GOAL OF THE EXERCISE:
Copy every line of the entries that has the string "snow" in it.

[Stored records]
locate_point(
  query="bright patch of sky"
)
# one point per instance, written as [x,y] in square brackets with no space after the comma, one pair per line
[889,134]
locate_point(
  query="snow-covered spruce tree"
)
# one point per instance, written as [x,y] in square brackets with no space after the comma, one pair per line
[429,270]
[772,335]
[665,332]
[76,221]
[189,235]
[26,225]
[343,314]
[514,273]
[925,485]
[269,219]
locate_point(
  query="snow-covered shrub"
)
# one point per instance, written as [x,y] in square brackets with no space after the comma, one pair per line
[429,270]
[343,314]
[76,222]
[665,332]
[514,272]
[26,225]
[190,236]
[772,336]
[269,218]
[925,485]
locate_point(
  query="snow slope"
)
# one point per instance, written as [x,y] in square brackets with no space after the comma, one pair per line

OUTPUT:
  query="snow-covered spruce tree"
  query="snow-covered shrub"
  query="snow slope"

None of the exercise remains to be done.